___ RECORDS TO PROCESS ___

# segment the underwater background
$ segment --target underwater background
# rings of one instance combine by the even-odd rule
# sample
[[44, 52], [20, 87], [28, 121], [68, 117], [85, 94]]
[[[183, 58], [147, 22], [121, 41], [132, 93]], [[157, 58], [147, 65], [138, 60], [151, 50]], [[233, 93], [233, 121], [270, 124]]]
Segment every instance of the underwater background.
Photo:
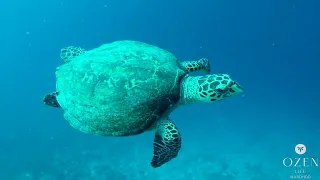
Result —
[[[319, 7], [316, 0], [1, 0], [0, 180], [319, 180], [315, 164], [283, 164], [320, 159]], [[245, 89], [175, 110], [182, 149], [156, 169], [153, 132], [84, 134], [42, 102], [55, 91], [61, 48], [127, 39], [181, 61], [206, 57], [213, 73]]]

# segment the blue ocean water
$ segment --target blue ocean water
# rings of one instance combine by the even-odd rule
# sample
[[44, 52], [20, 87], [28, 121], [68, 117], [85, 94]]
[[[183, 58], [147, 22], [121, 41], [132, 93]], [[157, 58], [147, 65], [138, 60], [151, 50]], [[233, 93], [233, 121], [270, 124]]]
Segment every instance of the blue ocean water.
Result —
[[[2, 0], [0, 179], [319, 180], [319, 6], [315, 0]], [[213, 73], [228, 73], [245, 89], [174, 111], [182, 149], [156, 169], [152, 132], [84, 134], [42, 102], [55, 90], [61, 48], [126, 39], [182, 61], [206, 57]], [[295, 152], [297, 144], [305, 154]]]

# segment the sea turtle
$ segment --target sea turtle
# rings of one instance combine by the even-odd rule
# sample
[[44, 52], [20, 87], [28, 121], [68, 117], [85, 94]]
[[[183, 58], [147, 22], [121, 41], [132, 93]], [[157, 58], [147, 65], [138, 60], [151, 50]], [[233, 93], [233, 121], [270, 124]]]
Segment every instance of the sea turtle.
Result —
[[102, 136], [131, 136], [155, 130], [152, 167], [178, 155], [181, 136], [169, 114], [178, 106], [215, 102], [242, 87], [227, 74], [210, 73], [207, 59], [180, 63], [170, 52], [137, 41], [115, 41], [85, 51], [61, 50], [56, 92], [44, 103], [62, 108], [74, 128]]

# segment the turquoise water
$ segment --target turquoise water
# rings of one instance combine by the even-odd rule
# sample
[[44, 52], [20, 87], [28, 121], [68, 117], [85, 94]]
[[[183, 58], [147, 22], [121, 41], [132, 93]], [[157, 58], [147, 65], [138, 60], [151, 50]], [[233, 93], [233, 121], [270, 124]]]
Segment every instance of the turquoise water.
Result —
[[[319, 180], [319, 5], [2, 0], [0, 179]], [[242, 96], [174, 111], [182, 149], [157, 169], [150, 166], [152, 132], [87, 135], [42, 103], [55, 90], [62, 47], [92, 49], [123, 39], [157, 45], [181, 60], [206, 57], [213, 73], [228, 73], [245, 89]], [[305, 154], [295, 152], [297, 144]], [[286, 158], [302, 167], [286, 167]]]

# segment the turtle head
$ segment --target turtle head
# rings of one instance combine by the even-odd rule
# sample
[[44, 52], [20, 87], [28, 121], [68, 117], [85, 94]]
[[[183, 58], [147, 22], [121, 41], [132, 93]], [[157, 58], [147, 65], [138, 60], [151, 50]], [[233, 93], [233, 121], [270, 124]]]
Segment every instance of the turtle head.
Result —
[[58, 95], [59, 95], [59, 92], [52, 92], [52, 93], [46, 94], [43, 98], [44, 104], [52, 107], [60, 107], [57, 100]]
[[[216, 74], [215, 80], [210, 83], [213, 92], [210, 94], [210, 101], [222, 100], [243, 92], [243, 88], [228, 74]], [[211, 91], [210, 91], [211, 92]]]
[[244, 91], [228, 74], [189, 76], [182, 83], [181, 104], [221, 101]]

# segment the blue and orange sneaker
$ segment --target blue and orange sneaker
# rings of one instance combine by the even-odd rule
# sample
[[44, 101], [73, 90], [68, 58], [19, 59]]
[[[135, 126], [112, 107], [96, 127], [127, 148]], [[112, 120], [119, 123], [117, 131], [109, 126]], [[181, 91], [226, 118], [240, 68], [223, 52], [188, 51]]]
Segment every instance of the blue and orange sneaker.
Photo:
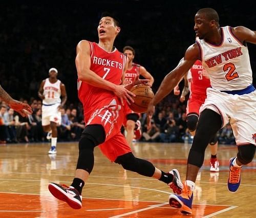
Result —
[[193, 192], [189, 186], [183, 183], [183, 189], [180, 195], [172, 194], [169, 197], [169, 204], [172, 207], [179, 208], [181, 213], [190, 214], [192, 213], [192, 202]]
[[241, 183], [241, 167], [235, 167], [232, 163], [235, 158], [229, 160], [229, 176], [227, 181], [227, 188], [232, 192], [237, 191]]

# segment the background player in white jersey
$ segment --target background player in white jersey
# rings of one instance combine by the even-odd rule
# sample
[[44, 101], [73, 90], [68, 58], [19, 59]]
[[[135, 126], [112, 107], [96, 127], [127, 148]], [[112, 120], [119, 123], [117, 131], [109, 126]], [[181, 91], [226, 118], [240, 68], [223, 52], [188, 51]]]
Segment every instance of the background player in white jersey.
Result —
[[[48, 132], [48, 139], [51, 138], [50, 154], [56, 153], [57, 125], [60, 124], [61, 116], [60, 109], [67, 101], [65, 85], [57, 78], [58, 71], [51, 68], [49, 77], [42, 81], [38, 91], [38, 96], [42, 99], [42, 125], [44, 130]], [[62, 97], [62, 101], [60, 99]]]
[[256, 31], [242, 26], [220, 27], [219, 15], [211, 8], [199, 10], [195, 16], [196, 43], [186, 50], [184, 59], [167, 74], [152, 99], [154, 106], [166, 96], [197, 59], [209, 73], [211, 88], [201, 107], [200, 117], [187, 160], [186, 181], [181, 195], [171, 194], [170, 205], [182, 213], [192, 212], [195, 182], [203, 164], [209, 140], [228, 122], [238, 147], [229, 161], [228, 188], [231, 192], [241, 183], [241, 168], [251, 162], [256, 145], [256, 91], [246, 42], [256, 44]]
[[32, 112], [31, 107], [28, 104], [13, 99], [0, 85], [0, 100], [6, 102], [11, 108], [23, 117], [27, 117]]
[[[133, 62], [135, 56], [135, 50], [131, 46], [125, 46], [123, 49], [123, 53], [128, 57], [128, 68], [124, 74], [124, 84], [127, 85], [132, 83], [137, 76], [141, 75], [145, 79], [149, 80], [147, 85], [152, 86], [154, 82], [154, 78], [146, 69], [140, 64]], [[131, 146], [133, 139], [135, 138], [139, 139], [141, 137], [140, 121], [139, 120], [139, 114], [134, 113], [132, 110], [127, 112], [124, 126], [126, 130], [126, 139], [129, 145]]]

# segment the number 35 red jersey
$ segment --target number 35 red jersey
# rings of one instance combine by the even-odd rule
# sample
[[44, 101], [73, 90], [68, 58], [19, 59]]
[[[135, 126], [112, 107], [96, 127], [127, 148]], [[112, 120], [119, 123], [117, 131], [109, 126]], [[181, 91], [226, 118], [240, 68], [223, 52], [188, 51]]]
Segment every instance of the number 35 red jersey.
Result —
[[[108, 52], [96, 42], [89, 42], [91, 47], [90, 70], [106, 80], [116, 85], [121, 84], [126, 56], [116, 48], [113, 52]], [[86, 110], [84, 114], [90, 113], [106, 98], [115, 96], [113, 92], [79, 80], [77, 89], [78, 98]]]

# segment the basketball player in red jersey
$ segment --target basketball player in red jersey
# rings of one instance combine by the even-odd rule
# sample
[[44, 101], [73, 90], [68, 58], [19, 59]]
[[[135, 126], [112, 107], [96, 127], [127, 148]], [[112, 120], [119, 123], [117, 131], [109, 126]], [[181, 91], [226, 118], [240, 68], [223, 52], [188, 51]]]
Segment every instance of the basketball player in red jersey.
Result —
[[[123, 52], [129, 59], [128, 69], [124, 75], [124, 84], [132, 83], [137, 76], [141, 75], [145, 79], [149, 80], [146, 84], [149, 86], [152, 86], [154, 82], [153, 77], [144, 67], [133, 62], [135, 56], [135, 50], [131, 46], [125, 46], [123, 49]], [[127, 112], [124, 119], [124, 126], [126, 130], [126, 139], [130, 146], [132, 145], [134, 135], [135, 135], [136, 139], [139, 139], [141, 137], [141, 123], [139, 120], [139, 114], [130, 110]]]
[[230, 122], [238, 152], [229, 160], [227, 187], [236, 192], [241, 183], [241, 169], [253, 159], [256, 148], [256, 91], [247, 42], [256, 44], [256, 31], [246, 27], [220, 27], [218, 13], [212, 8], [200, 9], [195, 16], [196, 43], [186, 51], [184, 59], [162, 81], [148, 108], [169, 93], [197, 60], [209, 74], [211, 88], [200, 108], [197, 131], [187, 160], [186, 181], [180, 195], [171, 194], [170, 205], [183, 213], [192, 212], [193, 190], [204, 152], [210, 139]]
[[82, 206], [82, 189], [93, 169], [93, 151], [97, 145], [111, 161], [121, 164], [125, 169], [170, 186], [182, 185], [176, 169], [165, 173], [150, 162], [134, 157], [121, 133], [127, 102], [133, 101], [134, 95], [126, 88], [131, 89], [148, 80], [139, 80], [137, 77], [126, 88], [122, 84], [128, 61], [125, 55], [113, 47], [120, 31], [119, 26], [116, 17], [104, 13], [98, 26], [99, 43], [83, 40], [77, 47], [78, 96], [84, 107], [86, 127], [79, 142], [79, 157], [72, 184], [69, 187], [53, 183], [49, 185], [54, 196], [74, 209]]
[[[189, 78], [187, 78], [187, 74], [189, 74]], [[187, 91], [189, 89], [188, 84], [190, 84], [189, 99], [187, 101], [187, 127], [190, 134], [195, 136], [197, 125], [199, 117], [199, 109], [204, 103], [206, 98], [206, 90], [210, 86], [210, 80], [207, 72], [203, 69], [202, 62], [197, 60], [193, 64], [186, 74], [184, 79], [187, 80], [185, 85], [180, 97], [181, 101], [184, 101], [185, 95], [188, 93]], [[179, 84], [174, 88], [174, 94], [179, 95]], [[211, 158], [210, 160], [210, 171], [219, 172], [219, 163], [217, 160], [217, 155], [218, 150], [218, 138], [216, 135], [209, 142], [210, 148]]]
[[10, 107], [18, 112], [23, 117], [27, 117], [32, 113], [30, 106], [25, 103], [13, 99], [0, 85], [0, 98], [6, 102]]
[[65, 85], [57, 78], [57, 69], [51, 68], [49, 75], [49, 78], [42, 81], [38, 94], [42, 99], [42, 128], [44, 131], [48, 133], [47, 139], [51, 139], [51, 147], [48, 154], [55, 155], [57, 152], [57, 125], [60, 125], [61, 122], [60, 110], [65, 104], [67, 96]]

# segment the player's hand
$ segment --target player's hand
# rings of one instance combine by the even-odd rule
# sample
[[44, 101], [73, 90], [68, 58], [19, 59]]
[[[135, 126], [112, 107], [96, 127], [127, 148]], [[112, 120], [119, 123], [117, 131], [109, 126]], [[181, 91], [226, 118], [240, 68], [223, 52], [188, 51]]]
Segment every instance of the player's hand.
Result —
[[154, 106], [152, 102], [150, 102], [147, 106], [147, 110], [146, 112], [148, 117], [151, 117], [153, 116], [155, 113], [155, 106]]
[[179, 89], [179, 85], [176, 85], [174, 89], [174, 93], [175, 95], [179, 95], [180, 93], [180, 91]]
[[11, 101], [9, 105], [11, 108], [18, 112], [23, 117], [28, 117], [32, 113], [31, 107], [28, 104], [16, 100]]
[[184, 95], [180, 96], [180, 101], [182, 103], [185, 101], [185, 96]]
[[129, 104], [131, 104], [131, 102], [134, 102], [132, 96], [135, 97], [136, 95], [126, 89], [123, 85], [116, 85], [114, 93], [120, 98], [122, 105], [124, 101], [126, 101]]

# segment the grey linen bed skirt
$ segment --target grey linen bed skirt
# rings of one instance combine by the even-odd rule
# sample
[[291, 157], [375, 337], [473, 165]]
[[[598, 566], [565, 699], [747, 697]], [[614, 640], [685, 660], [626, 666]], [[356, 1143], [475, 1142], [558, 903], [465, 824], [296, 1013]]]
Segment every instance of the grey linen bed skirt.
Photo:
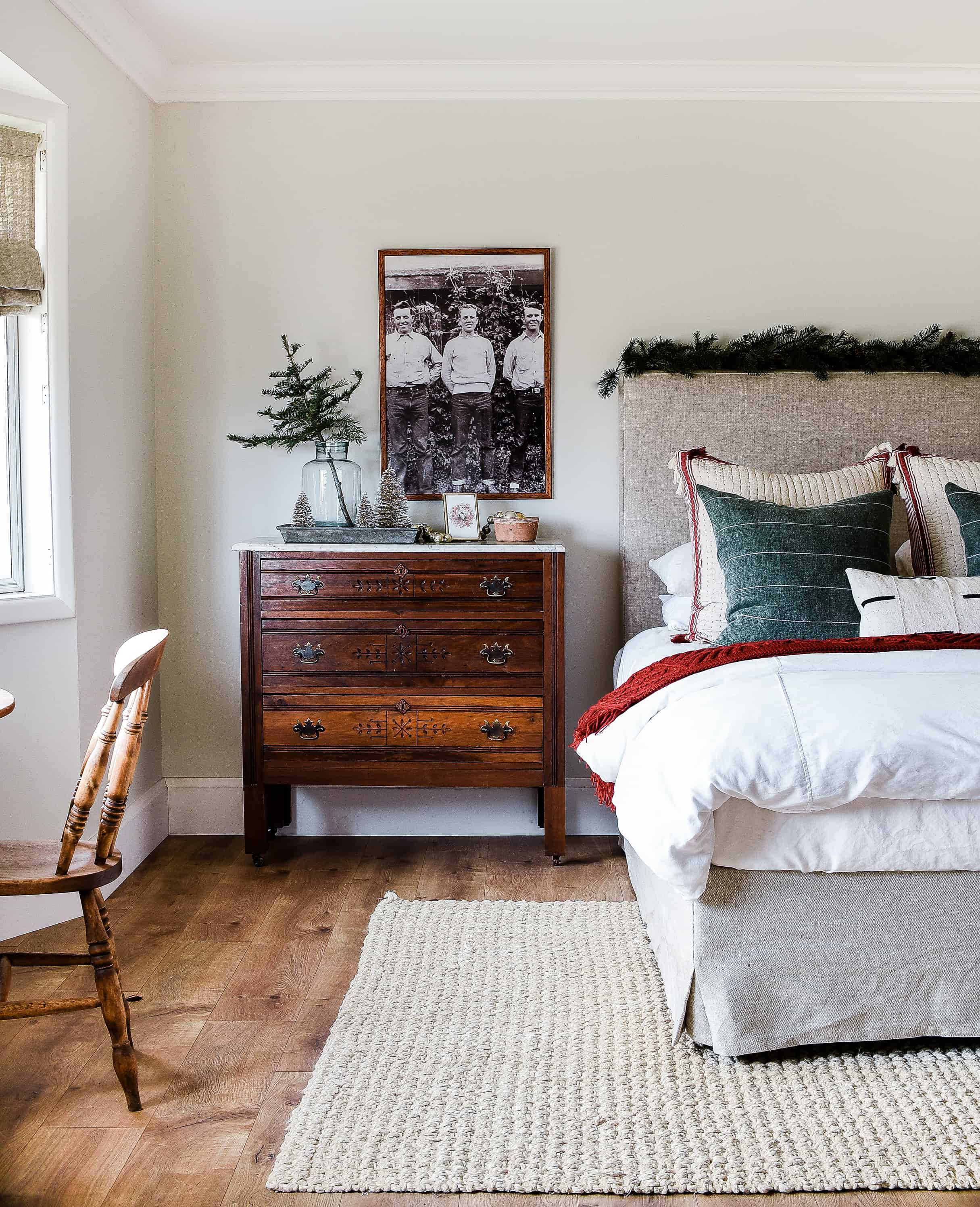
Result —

___

TASK TO CARRY OUT:
Rewrite the rows as a numbered list with blank lines omitted, beginning at the line that has "# segment the player's hand" and stopping after the last line of the rows. Leave the pictures out of the list.

SOLUTION TO THIS PROBLEM:
1. # segment the player's hand
2. $ segment --target player's hand
3. # rings of one instance combine by the even-odd rule
4. # sample
5. [[44, 101], [73, 90], [68, 58], [19, 59]]
6. [[[135, 126], [112, 107], [96, 127], [127, 148]], [[112, 120], [119, 123], [117, 131], [109, 126]], [[181, 91], [226, 118], [240, 68], [223, 52], [188, 51]]]
7. Segment every instance of the player's hand.
8. Result —
9. [[154, 106], [152, 102], [150, 102], [147, 106], [147, 110], [146, 112], [148, 117], [151, 117], [153, 116], [155, 113], [155, 106]]
10. [[179, 89], [179, 85], [176, 85], [174, 89], [174, 93], [175, 95], [179, 95], [180, 93], [180, 91]]
11. [[11, 101], [9, 105], [11, 108], [18, 112], [23, 117], [28, 117], [32, 113], [31, 107], [28, 104], [16, 100]]
12. [[184, 95], [180, 96], [180, 101], [182, 103], [185, 101], [185, 96]]
13. [[129, 104], [131, 104], [131, 102], [134, 102], [132, 96], [135, 97], [136, 95], [126, 89], [123, 85], [116, 85], [114, 93], [120, 98], [122, 105], [124, 101], [126, 101]]
14. # segment the grey linen bed skirt
15. $ segment --target grey linen bed skirt
16. # rings of one instance combine by the even-odd rule
17. # sample
18. [[291, 157], [375, 337], [473, 165]]
19. [[[598, 566], [565, 699], [747, 697]], [[614, 640], [685, 660], [626, 666]], [[356, 1143], [475, 1142], [558, 903], [465, 824], [296, 1013]]]
20. Segment every instance of the grey linen bed skirt.
21. Photo:
22. Result —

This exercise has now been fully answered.